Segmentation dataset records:

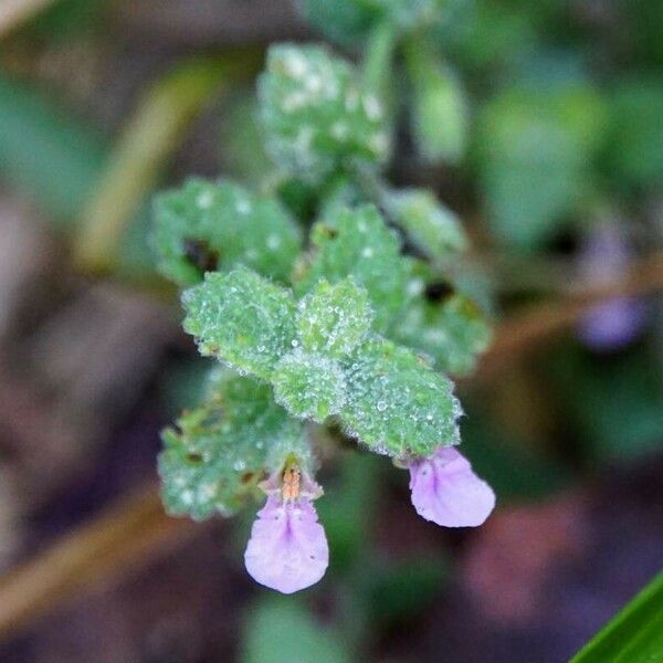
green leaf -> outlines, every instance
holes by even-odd
[[[408,239],[432,261],[444,262],[467,248],[467,236],[459,218],[430,191],[394,191],[389,194],[388,204]]]
[[[255,491],[265,470],[302,453],[303,424],[276,406],[271,390],[223,376],[209,399],[162,432],[161,495],[172,515],[196,520],[232,515]]]
[[[302,0],[298,4],[307,23],[344,46],[362,40],[376,18],[372,8],[357,0]]]
[[[344,639],[292,598],[269,597],[251,611],[243,663],[349,663]]]
[[[633,76],[610,95],[612,126],[608,160],[614,183],[656,188],[663,172],[663,85],[660,77]]]
[[[274,162],[311,182],[389,154],[385,113],[354,69],[320,46],[272,46],[260,80],[266,146]]]
[[[346,359],[345,368],[341,422],[372,451],[430,455],[459,442],[461,407],[451,381],[409,349],[375,337]]]
[[[399,32],[423,31],[449,20],[449,0],[302,0],[306,21],[346,48],[364,44],[371,27],[388,23]]]
[[[476,304],[460,293],[440,302],[414,299],[393,335],[399,343],[424,352],[435,368],[456,376],[472,371],[476,356],[491,343],[491,328]]]
[[[572,659],[571,663],[651,663],[663,652],[663,572]]]
[[[460,162],[467,143],[470,109],[457,75],[420,35],[407,43],[406,63],[419,152],[432,164]]]
[[[319,281],[298,305],[297,332],[306,351],[344,357],[370,329],[368,293],[351,278],[330,285]]]
[[[335,359],[299,349],[286,355],[272,377],[274,398],[291,414],[322,423],[346,400],[346,378]]]
[[[385,330],[404,304],[409,264],[400,254],[397,234],[372,206],[343,209],[317,223],[309,264],[295,283],[298,293],[322,278],[329,283],[351,276],[368,292],[375,311],[375,329]]]
[[[592,194],[603,115],[587,87],[511,90],[486,106],[477,133],[480,178],[501,242],[539,246]]]
[[[155,200],[160,272],[191,285],[204,272],[238,264],[285,281],[301,248],[299,230],[273,198],[229,181],[189,179]]]
[[[296,304],[290,291],[246,267],[208,272],[182,295],[185,332],[202,355],[269,380],[295,341]]]
[[[0,173],[56,221],[72,222],[104,167],[101,136],[39,91],[0,75]]]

### [What to do]
Please copy every line of the data above word for word, leaving out the pictures.

### [Task response]
green leaf -> outlines, every instance
holes by even-odd
[[[408,239],[432,261],[444,262],[467,248],[467,236],[459,218],[430,191],[394,191],[389,194],[388,204]]]
[[[255,491],[265,470],[302,453],[303,424],[276,406],[271,390],[223,376],[209,399],[162,432],[161,495],[172,515],[196,520],[232,515]]]
[[[302,0],[298,4],[307,23],[344,46],[362,40],[376,18],[372,8],[357,0]]]
[[[344,639],[292,598],[269,597],[251,611],[243,663],[349,663]]]
[[[633,76],[610,95],[612,126],[608,160],[614,183],[656,188],[663,172],[663,85],[660,77]]]
[[[274,162],[311,182],[389,154],[385,113],[354,69],[320,46],[272,46],[260,80],[266,146]]]
[[[346,359],[345,368],[341,422],[372,451],[430,455],[459,442],[461,407],[451,381],[409,349],[375,337]]]
[[[399,32],[423,31],[449,20],[449,0],[302,0],[306,21],[346,48],[364,44],[371,27],[388,23]]]
[[[476,304],[460,293],[440,302],[414,299],[393,335],[399,343],[424,352],[435,368],[456,376],[472,371],[476,356],[491,343],[491,328]]]
[[[572,659],[571,663],[651,663],[663,652],[663,572]]]
[[[460,162],[467,143],[470,109],[457,75],[420,35],[407,43],[406,63],[419,152],[432,164]]]
[[[319,281],[298,305],[297,332],[306,351],[344,357],[370,329],[368,293],[351,278],[330,285]]]
[[[335,359],[299,349],[286,355],[272,377],[274,398],[291,414],[322,423],[346,400],[346,378]]]
[[[385,330],[404,304],[409,264],[400,254],[397,234],[372,206],[343,209],[317,223],[309,264],[295,283],[298,293],[322,278],[329,283],[351,276],[368,292],[375,311],[375,329]]]
[[[592,194],[603,115],[587,87],[511,90],[486,106],[477,133],[480,178],[501,242],[539,246]]]
[[[155,200],[160,272],[191,285],[204,272],[238,264],[285,281],[301,248],[299,230],[273,198],[229,181],[189,179]]]
[[[296,304],[290,291],[246,267],[208,272],[182,295],[185,332],[202,355],[269,380],[295,341]]]
[[[0,173],[56,221],[72,222],[104,167],[101,136],[39,91],[0,75]]]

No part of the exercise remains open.